Teks Sumber
Kedua, mengikuti teladan Rasul, tidak mengharap upah, balasan ataupun ucapan terima kasih (ikhlas).
Ketiga, jangan lupa menasehati murid tentang hal-hal yang baik.
Keempat, jangan lupa menasehati murid dan mencegahnya dari akhlak tercela, tidak secara terang-terangan tapi hendaknya gunakan sindiran. Jangan lupa untuk mengerjakannya terlebih dahulu karena pendidikan dengan sikap dan perbuatan jauh lebih efektif daripada perkataan
Kelima, jangan menghina disiplin ilmu lain.
Keenam, terangkanlah dengan kadar kemampuan akal murid. (Hal inilah yang dibut dalam balaghah sebagai kefashihan).
Ketujuh, hendaknya seorang guru harus mengajar muridnya yang pemula dengan pelajaran yang simpel dan mudah dipahami, karena jika pelajarannya terlalu muluk-muluk maka hal tersebut akan membuat murid merasa minder dan tidak percaya diri.
Kedelapan, seorang guru harus menjadi orang yang mengamalkan ilmunya.
C. Berbincang Tentang Pendidikan dalam kacamata al-Ghaza>li>
Ditilik dari Ihya’ bab I, al-Ghaza>li> adalah penganut kesetaraan dalam dunia pendidikan, ia tidak membedakan kelamin penuntut ilmu, juga tidak pula dari golongan mana ia berada, selama dia islam maka hukumnya wajib. Tidak terkecuali siapapun. Pula ia adalah penganut konsep pendidikan tabula rasa (kertas putih) dan pendidikan bisa mewarnainya dengan hal-hal yang benar. Jadi kurang arif jika ada anggapan bahwa umat islam terbelakang gara-gara al-Ghaza>li>.
Dalam Ihya’ Ulumiddin, al-Ghaza>li> telah memakai kategorisasi ilmu akhrirat atau ilmu agama. Lagi disana, al-Ghaza>li> masih memakai kata fiqh sebagai pemahaman, faqih sebagai orang yang paham atau berilmu. Hal ini terlihat pada hadis yang dinukilnya,” man yurid Allahu bihi> khairanyufaqqihhu fi al-di>n”. Kata Alim dan Ulama’ juga masih diartikan sebagai cendekiawan atau orang yang berilmu. Hal ini bisa terlihat dari hadis yang dikutip oleh al-Ghaza>li>” yashfa’u yauma al-qiya>mati tsalatsatun; al-anbiya>’ tsumma al-ulama>’ tsumma al-shuhada>’”. Dan pula “fadlu al-mu’min al-‘alim ‘ala al-mu’min al-‘a>bid bisab’ina darajatan”. Sepertinya hingga masa al-Ghaza>li> kata Faqih dan Ulama’ belum secara khusus merujuk pada disiplin ilmu fiqh dan Ulama’ sebagai ahli ilmu agama. Walaupun hal-hal yang mengarah ke arah itu sudah ada.
Pembahasan al-Ghaza>li> tentang pendidikan meliputi tujuan pendidikan, metode belajar, metode mengajar, karakteristik dan kategorisasi keilmuan.

Daftar Tugas
1 – Menurut teks sumber tentang pendidikan, konsep pendidikan apa yang dianut al-Ghazali?
2 – Teruskan teks sumber tentang pendidikan menurut al-Ghazali mulai dari kalimat terakhirnya.

Catatan dari sebuah kumpulan data:
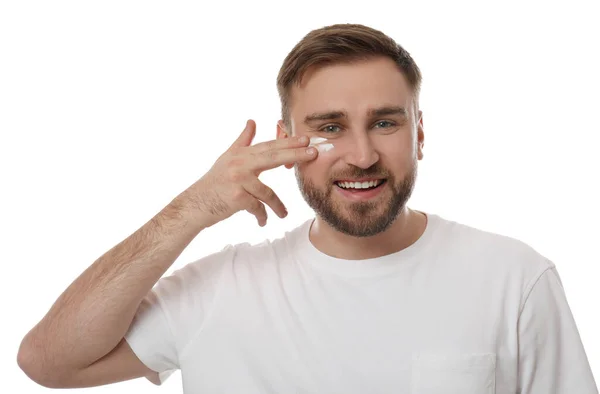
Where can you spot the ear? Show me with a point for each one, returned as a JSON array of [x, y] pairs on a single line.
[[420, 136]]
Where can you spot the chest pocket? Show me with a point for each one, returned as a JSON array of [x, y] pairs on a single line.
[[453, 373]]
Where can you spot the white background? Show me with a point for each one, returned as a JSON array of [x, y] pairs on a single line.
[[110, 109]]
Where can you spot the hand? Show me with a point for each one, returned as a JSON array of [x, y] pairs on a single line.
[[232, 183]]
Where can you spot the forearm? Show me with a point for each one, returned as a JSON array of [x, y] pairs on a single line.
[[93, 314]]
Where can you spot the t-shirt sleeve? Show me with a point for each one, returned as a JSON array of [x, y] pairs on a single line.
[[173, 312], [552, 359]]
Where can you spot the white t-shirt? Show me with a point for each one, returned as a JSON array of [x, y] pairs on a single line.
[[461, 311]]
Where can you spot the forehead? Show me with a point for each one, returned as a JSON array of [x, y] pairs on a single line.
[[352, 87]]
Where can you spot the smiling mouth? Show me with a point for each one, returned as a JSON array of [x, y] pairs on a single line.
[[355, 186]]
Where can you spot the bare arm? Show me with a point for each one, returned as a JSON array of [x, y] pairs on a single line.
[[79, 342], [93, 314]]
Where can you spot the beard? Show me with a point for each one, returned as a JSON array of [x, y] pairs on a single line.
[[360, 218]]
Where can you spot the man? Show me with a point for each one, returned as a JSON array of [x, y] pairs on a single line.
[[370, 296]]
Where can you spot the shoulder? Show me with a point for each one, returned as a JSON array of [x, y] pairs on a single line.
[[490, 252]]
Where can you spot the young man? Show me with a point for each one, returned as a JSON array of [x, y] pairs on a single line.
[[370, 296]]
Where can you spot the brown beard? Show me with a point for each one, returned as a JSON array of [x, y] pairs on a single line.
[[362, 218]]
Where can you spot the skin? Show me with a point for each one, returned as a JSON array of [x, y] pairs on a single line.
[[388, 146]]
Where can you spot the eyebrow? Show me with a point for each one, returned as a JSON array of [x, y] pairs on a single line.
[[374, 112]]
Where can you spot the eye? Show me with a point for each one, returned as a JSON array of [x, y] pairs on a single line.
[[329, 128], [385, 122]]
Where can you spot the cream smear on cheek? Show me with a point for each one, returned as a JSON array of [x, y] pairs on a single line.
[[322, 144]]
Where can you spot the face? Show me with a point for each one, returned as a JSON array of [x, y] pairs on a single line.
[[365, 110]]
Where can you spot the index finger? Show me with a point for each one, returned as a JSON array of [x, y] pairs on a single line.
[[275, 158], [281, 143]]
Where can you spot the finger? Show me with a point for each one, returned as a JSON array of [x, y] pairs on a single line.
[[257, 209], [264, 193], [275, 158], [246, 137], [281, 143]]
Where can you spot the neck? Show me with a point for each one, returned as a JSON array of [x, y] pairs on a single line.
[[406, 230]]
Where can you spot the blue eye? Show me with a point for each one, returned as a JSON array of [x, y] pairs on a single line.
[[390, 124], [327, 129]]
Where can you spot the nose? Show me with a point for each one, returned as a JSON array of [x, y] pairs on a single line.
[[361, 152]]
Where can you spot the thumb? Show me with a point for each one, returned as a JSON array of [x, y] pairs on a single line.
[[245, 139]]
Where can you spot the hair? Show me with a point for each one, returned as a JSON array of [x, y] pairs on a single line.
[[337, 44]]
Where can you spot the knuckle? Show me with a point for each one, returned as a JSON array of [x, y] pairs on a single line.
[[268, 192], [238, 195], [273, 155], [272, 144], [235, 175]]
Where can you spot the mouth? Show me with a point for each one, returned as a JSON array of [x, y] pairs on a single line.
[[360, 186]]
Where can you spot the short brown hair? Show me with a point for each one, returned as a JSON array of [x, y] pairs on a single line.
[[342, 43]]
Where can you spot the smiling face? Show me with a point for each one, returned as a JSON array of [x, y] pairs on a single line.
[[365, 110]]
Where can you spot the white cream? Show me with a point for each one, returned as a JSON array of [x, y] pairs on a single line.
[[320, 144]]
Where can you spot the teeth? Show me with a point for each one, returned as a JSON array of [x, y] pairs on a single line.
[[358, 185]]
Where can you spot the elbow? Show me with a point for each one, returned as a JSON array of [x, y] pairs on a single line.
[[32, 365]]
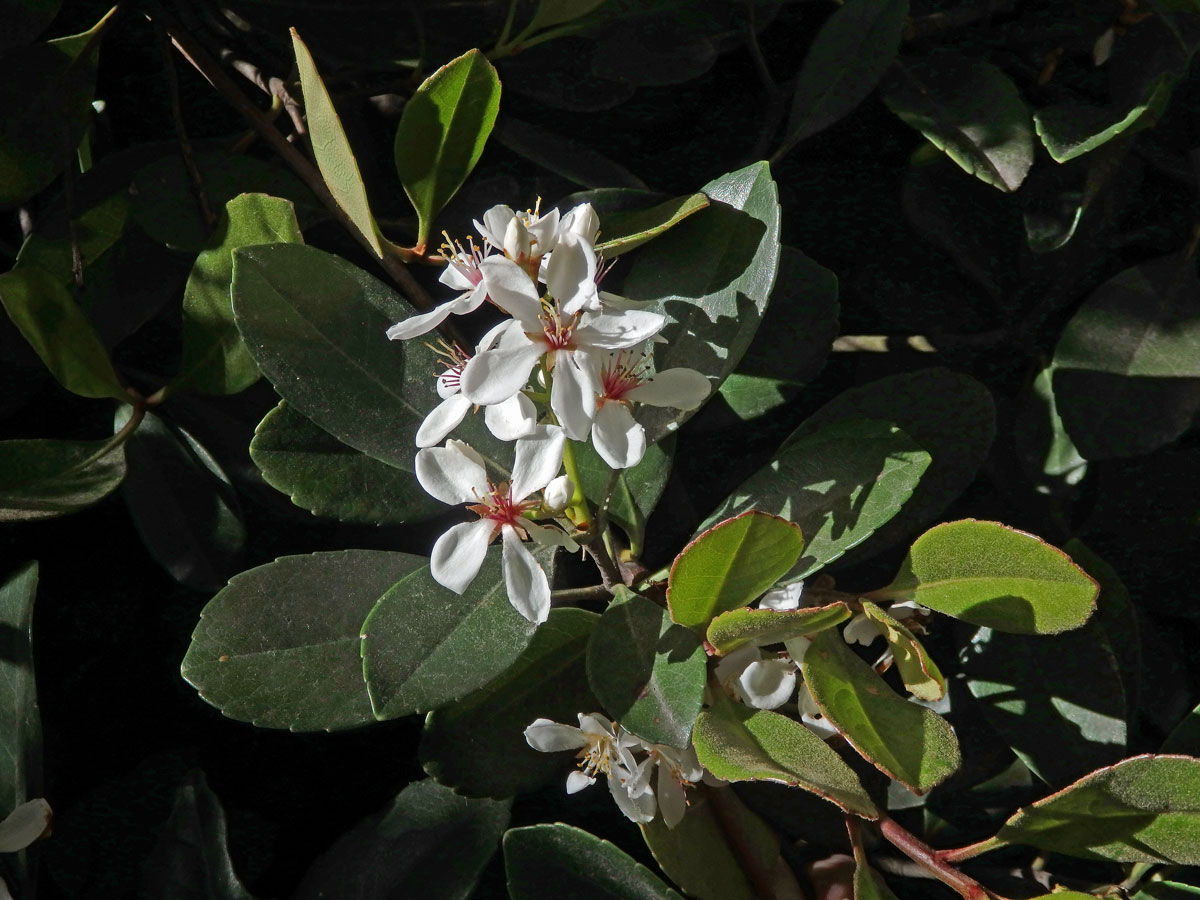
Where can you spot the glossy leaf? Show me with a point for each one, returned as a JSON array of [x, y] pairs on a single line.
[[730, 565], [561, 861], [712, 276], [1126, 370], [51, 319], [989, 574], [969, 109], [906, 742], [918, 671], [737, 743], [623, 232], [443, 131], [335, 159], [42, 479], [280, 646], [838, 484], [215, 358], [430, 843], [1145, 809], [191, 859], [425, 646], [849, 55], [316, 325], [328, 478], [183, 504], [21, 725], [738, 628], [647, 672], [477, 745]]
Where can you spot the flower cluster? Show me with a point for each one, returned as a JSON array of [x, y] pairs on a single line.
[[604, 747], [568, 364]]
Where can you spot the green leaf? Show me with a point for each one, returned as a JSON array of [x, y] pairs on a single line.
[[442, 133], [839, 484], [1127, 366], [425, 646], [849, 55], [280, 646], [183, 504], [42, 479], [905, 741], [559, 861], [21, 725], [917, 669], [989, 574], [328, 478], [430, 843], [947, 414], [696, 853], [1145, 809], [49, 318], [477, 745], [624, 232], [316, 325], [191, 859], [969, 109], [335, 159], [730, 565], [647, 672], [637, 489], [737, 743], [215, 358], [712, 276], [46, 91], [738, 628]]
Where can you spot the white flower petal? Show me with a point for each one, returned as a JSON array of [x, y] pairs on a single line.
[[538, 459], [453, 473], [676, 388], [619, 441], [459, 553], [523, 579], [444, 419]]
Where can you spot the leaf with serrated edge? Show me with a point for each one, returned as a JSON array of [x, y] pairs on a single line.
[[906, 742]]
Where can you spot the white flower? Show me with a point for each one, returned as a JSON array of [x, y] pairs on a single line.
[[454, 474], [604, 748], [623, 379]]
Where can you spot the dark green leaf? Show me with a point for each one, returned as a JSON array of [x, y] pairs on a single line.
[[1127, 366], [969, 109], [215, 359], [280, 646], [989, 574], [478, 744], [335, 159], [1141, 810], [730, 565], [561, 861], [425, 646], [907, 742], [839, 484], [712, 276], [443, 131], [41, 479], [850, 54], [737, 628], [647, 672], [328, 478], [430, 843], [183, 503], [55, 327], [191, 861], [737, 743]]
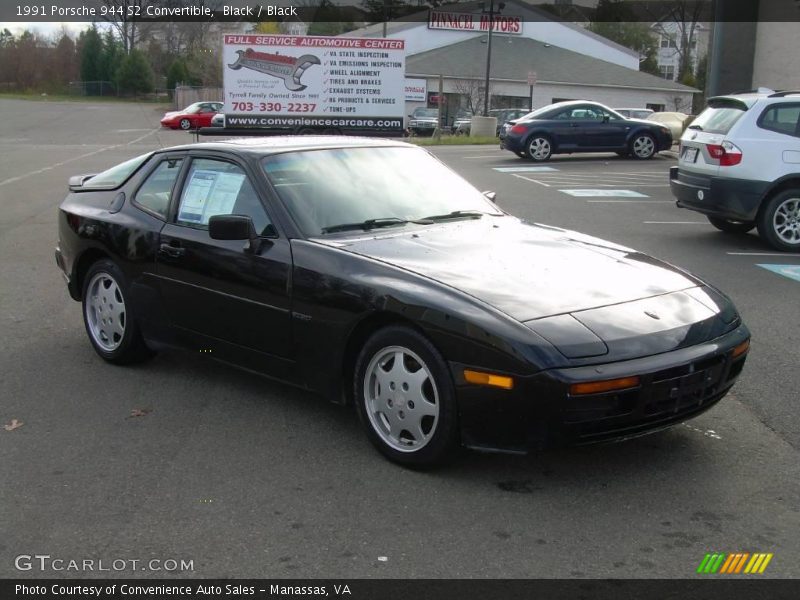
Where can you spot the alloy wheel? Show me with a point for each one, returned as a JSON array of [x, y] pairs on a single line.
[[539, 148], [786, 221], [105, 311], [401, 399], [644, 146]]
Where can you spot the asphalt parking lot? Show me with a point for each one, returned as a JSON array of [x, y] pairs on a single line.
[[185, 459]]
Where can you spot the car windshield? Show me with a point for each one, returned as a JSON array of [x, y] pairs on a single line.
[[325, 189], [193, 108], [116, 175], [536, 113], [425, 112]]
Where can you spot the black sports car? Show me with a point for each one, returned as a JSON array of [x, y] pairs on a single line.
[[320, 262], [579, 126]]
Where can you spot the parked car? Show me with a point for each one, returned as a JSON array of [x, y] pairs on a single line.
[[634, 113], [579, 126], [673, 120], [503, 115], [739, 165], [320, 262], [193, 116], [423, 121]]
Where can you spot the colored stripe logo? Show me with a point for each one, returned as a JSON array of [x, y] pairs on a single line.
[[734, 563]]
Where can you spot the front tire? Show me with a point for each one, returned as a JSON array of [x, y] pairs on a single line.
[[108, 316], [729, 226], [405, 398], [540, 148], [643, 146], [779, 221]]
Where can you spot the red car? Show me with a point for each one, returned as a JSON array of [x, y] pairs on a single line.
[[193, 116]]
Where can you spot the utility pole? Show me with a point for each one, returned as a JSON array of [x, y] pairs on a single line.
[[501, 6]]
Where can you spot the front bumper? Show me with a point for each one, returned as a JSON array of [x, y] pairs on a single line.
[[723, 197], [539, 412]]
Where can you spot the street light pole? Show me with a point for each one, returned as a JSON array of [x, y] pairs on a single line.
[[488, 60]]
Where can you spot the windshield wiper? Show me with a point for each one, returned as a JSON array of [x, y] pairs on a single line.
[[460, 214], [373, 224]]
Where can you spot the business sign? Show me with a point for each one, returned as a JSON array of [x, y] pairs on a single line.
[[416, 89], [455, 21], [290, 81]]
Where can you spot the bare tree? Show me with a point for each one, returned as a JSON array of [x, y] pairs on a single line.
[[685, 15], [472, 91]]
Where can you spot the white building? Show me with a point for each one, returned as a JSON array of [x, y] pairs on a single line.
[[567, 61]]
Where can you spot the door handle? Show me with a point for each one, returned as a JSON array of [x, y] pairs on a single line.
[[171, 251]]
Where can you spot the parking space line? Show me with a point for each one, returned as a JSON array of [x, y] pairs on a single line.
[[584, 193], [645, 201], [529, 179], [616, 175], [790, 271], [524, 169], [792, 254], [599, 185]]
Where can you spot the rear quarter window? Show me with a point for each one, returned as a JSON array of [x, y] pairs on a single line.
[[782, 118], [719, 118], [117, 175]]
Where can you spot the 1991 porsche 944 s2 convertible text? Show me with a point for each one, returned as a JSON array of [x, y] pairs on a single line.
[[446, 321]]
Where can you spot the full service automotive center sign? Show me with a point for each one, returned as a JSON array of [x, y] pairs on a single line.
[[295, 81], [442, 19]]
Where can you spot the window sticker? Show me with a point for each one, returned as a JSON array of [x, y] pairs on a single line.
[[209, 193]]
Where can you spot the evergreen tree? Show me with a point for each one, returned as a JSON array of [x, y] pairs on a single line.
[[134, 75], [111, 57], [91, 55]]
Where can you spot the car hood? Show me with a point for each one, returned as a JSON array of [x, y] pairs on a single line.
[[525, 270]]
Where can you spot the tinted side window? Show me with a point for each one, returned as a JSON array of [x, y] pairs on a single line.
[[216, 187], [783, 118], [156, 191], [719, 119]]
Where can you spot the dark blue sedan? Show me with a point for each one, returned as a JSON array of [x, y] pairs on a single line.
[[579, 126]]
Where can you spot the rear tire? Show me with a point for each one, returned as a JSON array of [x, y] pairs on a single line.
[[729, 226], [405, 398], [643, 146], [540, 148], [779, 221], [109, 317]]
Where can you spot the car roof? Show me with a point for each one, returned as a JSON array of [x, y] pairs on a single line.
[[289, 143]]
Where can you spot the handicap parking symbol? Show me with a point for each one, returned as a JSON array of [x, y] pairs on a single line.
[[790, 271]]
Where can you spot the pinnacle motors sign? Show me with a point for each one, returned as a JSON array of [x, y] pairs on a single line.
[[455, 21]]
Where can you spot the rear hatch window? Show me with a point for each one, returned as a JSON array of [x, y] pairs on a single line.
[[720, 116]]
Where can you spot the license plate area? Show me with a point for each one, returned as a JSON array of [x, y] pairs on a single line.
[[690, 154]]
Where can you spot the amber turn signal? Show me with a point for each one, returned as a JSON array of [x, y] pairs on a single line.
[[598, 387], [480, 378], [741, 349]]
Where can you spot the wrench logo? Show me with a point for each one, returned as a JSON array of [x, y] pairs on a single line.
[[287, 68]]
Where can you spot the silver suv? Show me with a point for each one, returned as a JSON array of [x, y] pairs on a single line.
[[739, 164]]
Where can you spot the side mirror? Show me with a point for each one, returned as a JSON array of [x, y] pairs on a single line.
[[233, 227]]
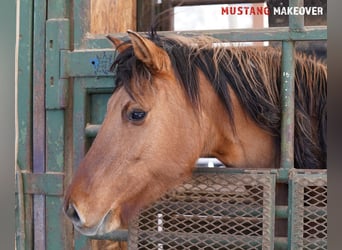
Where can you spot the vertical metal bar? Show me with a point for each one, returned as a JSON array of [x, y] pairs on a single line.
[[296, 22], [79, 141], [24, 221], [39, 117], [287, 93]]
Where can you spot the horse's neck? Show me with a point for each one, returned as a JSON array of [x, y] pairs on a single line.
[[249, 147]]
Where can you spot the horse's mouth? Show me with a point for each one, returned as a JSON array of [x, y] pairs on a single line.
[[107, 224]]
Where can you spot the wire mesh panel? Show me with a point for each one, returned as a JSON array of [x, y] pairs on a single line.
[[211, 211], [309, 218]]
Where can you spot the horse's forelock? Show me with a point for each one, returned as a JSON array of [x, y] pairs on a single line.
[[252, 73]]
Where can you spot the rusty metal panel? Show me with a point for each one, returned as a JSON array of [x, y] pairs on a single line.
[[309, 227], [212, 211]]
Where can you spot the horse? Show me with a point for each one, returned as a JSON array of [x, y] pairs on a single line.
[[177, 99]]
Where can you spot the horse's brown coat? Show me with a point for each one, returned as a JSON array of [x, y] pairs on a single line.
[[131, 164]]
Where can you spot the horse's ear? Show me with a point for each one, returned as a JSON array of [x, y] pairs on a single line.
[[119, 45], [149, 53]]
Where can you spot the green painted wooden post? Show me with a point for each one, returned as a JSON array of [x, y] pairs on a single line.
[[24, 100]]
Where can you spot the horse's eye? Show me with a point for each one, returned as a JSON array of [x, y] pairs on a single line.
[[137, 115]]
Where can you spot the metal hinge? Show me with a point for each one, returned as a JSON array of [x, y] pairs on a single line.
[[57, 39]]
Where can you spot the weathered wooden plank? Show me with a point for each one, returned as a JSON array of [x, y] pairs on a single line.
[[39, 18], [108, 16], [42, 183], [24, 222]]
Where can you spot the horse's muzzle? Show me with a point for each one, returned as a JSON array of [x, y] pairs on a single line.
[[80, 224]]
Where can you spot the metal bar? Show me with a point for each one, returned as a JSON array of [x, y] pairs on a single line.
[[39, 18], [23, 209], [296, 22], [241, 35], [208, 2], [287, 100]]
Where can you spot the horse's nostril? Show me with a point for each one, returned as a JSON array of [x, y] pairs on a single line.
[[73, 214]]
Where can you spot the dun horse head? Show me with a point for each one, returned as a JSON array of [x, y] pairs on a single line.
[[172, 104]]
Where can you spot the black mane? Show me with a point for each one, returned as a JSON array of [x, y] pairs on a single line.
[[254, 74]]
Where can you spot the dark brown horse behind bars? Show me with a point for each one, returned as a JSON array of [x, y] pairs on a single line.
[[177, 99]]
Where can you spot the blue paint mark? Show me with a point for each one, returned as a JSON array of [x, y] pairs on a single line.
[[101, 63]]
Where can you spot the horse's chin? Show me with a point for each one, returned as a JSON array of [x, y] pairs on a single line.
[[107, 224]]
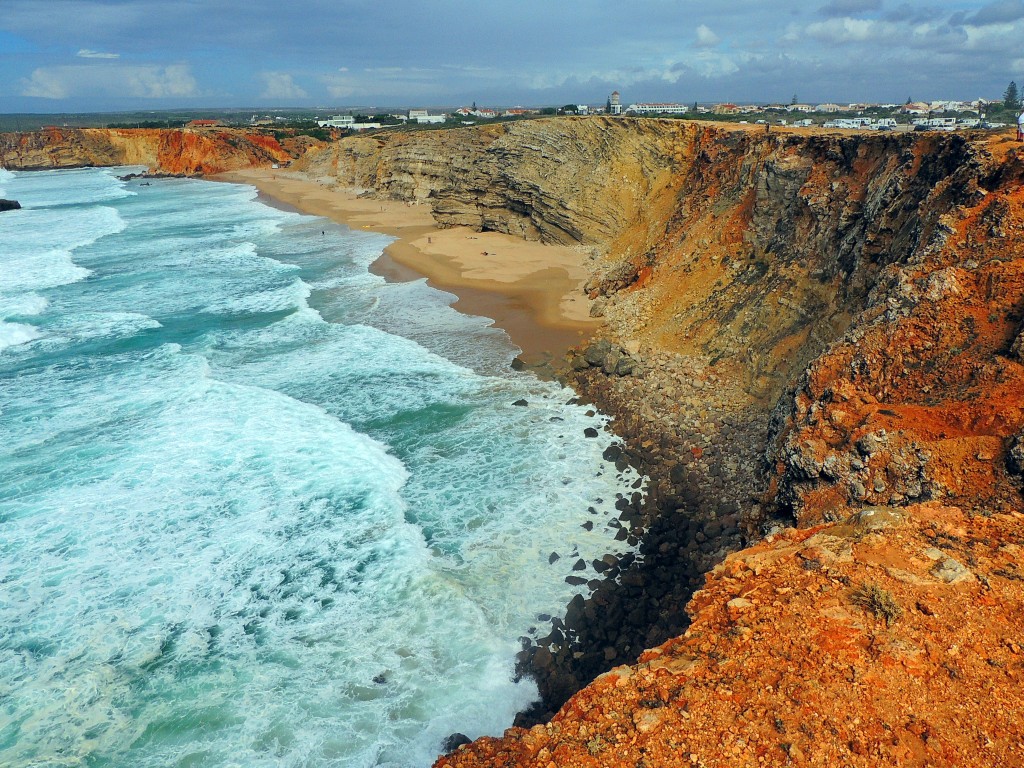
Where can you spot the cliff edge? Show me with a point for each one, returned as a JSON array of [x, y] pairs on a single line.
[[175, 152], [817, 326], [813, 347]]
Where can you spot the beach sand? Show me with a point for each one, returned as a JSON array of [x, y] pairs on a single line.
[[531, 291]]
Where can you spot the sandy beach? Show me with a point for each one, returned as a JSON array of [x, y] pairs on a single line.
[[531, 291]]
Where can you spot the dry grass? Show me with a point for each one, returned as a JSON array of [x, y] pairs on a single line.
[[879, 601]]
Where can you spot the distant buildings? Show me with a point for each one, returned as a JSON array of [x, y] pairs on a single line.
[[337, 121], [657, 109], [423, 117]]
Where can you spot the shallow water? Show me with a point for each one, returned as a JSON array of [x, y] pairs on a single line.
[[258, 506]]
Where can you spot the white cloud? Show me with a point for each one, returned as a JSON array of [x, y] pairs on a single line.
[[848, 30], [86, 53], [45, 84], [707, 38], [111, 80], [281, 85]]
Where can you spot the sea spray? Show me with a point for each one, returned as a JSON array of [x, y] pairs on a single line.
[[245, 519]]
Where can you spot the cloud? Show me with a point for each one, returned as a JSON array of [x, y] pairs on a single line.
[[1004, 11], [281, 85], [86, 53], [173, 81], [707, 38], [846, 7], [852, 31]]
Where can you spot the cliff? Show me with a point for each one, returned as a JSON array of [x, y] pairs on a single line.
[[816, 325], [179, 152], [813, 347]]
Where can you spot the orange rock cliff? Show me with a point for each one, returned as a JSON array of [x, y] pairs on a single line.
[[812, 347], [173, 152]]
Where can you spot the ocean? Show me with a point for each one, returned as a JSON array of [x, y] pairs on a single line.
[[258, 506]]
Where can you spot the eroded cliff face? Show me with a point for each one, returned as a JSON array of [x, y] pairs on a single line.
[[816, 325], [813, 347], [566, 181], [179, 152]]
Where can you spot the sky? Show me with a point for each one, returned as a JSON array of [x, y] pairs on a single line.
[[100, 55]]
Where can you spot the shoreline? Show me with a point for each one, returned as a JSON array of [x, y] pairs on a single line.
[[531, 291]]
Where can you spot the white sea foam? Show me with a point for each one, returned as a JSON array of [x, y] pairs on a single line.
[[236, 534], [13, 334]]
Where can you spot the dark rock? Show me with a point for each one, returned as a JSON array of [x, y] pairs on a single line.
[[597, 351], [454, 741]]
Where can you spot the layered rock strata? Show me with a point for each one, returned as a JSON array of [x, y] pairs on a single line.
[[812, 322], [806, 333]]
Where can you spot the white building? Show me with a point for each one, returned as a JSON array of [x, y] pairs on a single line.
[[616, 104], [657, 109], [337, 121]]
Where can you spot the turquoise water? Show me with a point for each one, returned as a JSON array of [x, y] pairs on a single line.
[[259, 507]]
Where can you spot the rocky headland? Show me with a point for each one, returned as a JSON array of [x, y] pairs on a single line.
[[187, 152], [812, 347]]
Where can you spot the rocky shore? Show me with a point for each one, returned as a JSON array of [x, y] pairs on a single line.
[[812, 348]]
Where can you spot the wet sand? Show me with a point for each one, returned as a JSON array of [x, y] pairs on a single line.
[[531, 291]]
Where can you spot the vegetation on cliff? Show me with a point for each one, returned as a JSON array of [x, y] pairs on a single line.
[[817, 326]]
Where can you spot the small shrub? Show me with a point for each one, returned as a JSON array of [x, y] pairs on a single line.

Jawaban
1 – Al-Ghazali menganut konsep pendidikan tabula rasa (kertas putih).

2 –
Tujuan pendidikan dalam pandangan al-Ghaza>li> adalah mencapai mardlatillah (Ridha Allah) dan haruslah dihindari dari tujuan-tujuan duniawi. Karena tujuan duniawi dapat merusak seluruh proses pendidikan. Dan dapat mendangkalkan arti pendidikan itu sendiri.
Dalam kategorisasi ilmu yang dilakukan, ilmu-ilmu agama menduduki peringkat pertama dan utama dalam pemikiran al-Ghaza>li>. Sehingga menurut al-Ghaza>li> selayaknya seorang pelajar pemula mempelajari ilmu agama asasi terlebih dahulu sebelum mempelajari ilmu furu’ . jadi dalam kategorisasi ilmu agamapun al-Ghaza>li> masih membaginya pada apa yang ia sebut demi kepentingan tertib belajar. Ilmu kedokteran, matematika dan ilmu terapan lain harus mengalah pada ilmu agama dalam kacamata al-Ghaza>li> karena ilmu agama meliputi keselamatan di akhirat, Sedangkan yang terapan hanya untuk keselamatan di dunia.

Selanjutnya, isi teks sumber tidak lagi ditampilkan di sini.